* **JOB**: Show every line of the entries below that contains the string "blue".

* **MATERIAL PROVIDED**:
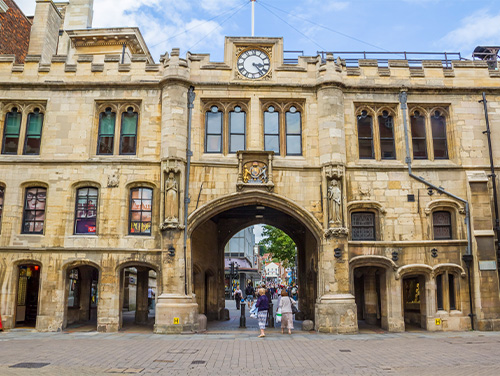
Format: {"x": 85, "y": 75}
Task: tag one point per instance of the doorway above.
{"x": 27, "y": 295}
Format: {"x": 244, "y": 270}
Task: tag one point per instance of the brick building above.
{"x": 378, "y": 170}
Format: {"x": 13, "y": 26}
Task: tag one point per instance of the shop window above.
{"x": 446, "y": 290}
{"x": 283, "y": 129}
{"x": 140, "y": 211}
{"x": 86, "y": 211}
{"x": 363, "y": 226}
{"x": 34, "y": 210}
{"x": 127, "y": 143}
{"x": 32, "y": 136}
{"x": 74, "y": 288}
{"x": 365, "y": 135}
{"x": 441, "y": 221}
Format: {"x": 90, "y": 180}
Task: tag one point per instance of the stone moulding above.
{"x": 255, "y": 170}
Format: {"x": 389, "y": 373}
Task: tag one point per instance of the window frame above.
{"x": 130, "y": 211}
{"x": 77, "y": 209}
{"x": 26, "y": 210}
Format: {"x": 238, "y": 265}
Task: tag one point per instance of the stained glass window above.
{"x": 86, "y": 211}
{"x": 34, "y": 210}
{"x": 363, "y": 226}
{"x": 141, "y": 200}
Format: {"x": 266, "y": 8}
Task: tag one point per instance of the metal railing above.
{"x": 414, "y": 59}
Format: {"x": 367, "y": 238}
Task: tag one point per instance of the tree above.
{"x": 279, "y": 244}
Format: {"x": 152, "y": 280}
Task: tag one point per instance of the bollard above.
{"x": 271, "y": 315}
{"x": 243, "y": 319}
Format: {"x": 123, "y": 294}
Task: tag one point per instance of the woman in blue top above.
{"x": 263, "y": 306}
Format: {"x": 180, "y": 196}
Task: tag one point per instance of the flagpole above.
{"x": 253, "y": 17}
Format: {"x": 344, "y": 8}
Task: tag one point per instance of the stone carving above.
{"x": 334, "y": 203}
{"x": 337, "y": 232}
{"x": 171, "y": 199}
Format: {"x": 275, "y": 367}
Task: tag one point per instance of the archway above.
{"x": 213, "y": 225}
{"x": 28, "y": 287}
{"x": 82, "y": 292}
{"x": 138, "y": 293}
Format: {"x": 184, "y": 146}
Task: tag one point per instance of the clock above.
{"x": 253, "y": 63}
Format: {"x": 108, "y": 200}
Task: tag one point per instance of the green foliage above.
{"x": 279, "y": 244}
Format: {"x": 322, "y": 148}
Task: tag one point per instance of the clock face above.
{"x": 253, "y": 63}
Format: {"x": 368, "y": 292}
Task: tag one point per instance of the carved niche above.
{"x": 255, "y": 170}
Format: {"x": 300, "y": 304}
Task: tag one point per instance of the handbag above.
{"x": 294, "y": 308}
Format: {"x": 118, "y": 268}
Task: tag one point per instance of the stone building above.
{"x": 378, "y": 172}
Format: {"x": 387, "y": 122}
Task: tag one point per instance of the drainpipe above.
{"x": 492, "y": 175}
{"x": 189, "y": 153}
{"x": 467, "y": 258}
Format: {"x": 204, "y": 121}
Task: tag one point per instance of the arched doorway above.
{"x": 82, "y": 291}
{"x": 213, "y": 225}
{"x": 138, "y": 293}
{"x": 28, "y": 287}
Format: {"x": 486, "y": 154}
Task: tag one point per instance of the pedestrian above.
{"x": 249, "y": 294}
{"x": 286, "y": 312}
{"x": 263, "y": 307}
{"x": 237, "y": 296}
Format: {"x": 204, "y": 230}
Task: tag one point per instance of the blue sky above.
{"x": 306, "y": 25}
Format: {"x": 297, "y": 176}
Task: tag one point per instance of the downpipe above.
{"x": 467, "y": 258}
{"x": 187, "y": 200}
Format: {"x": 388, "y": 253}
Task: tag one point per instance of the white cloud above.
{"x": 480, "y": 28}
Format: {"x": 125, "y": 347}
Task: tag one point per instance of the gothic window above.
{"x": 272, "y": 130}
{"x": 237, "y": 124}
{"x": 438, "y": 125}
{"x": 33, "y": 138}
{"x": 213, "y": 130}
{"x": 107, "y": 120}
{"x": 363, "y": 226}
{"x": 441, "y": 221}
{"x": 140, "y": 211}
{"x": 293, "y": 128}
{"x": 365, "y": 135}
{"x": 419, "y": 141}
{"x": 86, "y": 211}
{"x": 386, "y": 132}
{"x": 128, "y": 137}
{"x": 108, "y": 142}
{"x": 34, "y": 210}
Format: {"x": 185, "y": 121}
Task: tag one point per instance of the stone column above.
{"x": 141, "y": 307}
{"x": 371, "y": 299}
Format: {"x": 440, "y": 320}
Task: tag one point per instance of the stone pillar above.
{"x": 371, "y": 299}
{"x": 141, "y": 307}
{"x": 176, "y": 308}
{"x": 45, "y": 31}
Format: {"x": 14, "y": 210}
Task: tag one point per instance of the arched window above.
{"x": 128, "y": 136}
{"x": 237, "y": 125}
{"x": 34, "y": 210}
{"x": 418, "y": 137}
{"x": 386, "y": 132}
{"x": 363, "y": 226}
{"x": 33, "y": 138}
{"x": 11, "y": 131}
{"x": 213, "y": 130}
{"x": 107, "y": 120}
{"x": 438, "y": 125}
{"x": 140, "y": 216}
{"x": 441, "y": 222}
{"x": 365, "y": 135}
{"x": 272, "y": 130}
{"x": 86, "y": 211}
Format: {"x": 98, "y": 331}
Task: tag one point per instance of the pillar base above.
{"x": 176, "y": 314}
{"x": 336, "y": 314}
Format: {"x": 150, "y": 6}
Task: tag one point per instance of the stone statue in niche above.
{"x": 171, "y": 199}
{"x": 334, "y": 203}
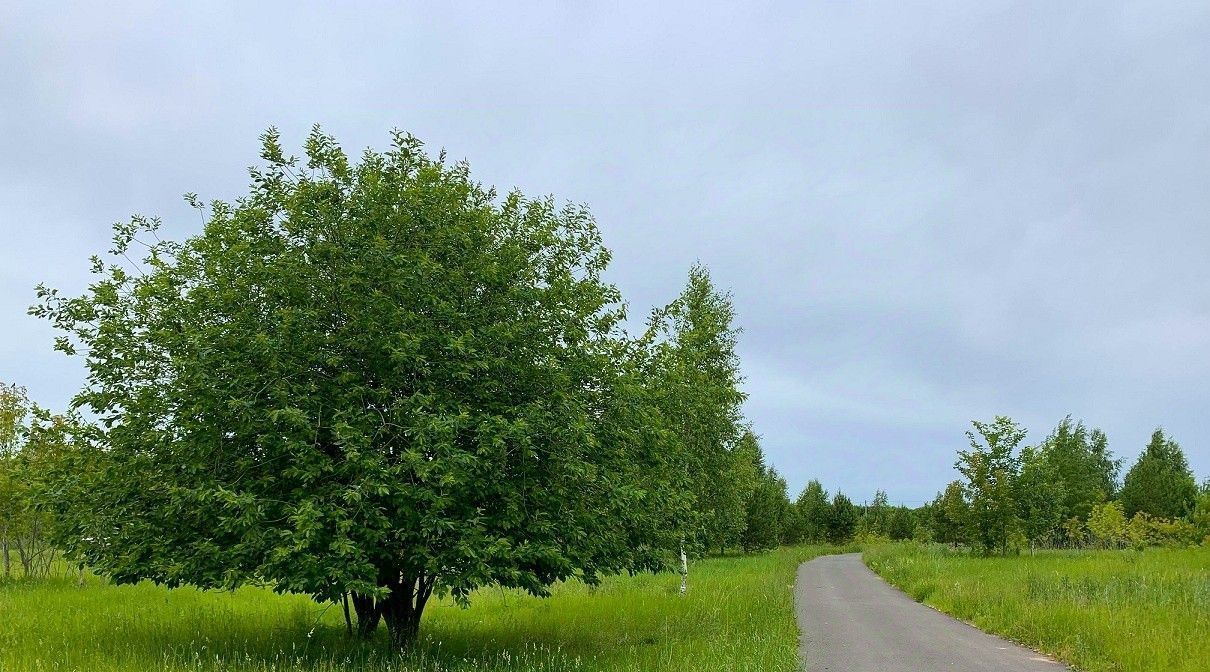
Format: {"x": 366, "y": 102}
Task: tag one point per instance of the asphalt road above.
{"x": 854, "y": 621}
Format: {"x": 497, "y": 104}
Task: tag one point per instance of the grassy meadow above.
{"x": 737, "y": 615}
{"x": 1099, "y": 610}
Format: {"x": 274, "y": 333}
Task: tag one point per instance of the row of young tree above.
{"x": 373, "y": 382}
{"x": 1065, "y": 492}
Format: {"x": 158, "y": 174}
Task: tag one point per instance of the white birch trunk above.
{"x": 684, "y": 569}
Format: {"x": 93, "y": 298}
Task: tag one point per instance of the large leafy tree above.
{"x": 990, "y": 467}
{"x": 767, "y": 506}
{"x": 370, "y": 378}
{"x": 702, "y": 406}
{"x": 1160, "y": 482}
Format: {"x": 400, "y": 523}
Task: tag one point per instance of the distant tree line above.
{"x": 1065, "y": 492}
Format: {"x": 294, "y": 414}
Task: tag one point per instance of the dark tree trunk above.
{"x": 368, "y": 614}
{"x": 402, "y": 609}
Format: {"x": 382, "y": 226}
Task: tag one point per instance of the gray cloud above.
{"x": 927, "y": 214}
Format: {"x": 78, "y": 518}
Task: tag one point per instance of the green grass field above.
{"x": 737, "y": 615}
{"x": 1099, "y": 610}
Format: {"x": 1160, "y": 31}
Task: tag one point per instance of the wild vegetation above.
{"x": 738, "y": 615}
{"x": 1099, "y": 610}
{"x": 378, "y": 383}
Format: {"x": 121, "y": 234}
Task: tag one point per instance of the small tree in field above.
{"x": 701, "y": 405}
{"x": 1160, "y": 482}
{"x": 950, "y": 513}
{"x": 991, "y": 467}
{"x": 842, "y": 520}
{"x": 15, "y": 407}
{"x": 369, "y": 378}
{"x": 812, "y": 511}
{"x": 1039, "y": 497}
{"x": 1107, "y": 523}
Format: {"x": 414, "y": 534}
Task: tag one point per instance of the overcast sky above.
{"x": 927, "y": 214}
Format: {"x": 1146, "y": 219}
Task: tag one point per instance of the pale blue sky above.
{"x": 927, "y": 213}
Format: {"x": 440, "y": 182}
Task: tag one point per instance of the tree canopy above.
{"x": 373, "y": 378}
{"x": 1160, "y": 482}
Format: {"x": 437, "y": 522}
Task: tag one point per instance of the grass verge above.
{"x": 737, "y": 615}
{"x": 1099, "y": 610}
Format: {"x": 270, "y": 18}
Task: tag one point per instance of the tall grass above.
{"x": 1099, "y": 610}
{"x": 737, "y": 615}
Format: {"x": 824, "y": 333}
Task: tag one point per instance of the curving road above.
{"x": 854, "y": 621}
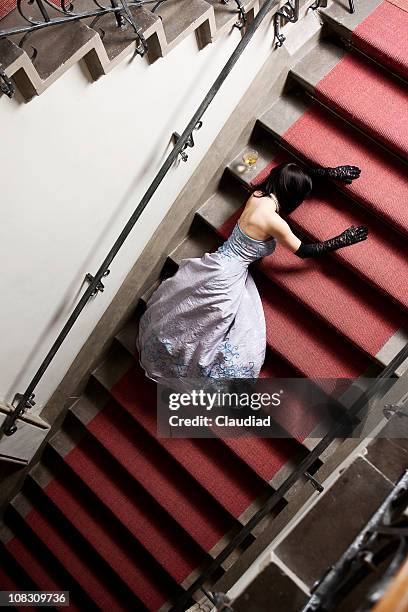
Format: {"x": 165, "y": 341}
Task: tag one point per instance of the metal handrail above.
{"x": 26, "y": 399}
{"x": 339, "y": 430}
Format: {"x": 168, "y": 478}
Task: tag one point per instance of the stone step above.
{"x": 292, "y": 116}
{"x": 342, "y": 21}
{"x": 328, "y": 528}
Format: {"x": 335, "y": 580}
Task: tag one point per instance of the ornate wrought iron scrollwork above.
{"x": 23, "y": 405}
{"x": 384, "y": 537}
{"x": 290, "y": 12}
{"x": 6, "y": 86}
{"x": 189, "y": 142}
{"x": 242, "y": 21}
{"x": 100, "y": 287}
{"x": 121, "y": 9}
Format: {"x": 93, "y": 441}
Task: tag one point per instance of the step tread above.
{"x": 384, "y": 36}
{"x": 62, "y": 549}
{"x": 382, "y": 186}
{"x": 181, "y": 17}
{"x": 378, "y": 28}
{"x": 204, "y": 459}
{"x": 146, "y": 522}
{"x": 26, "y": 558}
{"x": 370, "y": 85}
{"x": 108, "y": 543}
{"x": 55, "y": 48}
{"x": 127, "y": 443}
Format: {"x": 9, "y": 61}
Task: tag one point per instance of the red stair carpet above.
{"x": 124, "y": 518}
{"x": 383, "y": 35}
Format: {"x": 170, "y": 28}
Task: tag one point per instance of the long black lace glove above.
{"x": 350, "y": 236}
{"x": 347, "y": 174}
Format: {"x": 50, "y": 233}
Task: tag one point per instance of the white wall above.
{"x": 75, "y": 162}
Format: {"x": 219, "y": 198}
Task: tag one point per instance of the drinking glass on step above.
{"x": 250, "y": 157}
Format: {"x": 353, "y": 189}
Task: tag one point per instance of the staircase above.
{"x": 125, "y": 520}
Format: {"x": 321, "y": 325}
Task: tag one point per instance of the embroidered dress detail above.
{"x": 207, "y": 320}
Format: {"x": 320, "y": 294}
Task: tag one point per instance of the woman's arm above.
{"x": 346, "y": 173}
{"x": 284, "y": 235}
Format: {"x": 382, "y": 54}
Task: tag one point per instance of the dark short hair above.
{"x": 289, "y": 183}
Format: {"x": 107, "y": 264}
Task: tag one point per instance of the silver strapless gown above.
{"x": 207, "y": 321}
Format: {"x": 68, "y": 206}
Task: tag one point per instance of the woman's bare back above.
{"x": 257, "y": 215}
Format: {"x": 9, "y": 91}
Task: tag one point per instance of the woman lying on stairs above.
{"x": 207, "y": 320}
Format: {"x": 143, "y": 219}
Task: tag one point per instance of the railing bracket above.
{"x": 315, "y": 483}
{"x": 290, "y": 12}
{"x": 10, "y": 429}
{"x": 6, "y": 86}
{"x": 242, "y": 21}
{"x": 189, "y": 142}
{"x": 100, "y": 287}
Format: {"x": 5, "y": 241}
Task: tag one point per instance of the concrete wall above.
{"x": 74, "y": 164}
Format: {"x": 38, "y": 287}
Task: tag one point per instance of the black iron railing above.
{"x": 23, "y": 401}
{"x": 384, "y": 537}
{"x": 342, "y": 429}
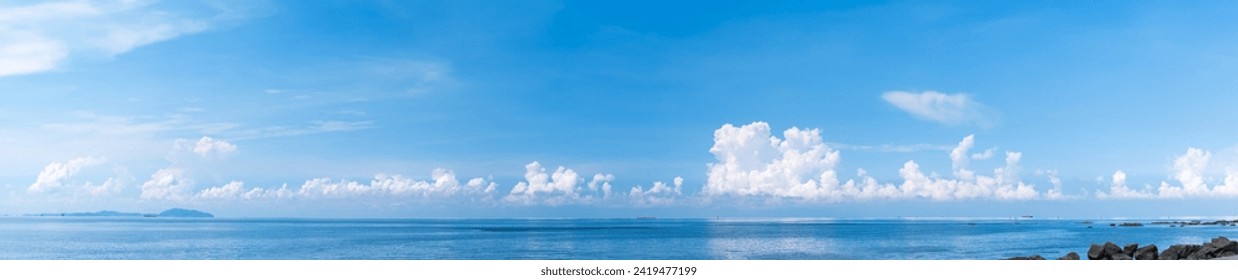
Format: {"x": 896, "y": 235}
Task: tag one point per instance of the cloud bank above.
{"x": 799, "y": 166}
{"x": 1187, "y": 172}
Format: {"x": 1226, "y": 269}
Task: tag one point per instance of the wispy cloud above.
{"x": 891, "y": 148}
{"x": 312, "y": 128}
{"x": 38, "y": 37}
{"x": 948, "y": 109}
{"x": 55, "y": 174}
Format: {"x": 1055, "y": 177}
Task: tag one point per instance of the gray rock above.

* **ANSWER TO THIS PROBLEM**:
Task: tag one point per instance of the woman in blue top above.
Task: tag one point per instance of the blue sky above.
Task: tag one point per instance of the pale blue sky above.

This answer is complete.